**Stated exercise A**
In the piece about fighting BigMusic, what does the writer say record companies are hiding behind?

**Passage provided**

Do Your Part: Fight BigMusic

In closing, I’d just like to say that as a writer and amateur musician, I resent the argument frequently cited by BigMusic that streaming services “take money from the artists.” Record companies are hiding behind the artists, not shielding them from harm.

A vast majority of artists don’t empathize with BigMusic, because only a tiny minority of musicians are famous enough to actually see the profits constantly waved in our faces. The musicians I know are happy if people enjoy their work, and if they make enough to eat, pay rent, maintain their equipment, and support their social life.

In the music industry, major bands just aren’t that common. That’s why the same ones are repeatedly asked to headline various music festivals. For every Kings of Leon, there are a dozen Southern funk rock groups that never made it. For every Notorious BIG, there are thousands of other teenage drug dealers who won’t make the jump to rap stardom.

**Stated exercise B**
Retype the entries starting at the line containing "Identify a point for each instance of the white" and ending at the line containing "(1048, 733)", word for word. Leave the picture out.

**Records for the task**
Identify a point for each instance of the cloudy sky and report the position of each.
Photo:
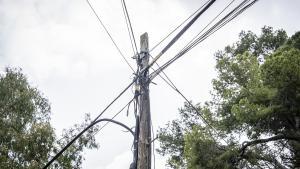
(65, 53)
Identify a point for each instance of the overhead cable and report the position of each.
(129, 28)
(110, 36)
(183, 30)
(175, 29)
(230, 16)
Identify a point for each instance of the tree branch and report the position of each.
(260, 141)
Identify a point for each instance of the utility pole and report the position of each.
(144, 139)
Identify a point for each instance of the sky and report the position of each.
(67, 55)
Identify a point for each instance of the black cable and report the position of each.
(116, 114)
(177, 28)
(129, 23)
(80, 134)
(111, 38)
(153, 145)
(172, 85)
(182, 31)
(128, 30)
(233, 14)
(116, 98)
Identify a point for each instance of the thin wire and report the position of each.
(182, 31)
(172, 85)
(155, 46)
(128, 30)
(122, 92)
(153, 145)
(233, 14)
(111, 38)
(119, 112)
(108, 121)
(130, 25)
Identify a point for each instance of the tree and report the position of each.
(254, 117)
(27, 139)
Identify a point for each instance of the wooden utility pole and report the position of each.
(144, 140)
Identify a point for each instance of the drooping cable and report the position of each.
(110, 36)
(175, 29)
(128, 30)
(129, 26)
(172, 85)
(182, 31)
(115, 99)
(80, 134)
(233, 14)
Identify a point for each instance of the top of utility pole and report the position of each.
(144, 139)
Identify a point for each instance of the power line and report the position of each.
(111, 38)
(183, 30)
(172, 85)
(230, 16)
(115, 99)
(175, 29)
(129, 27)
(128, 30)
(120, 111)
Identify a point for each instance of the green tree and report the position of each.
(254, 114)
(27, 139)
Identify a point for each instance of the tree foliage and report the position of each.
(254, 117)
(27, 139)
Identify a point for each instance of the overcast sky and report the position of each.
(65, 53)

--

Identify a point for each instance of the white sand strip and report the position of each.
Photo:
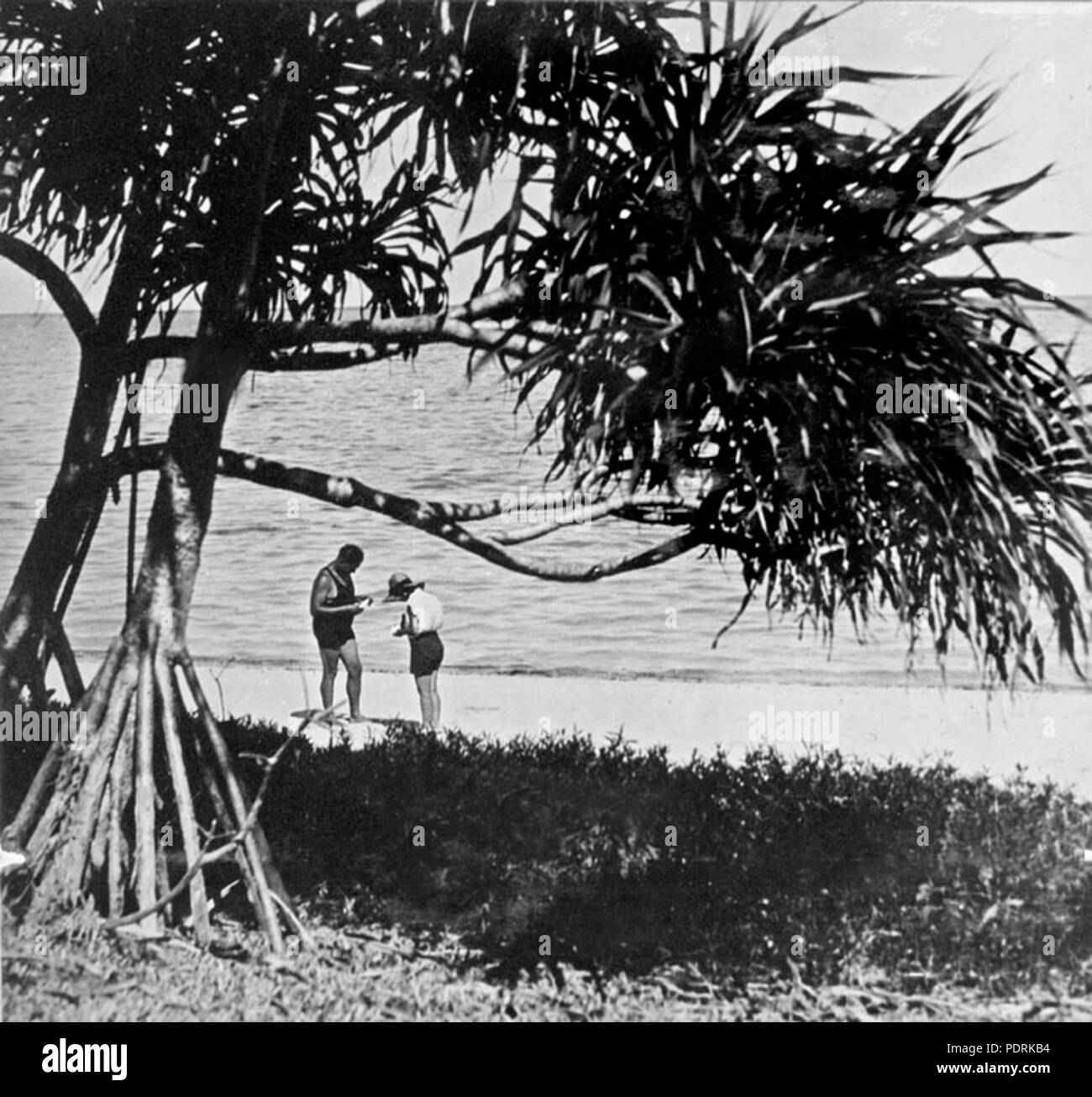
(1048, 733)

**Correct output A**
The artists.

**Correct output B**
Identify a point for each instance of the white sand strip and report the position of each.
Photo:
(1048, 733)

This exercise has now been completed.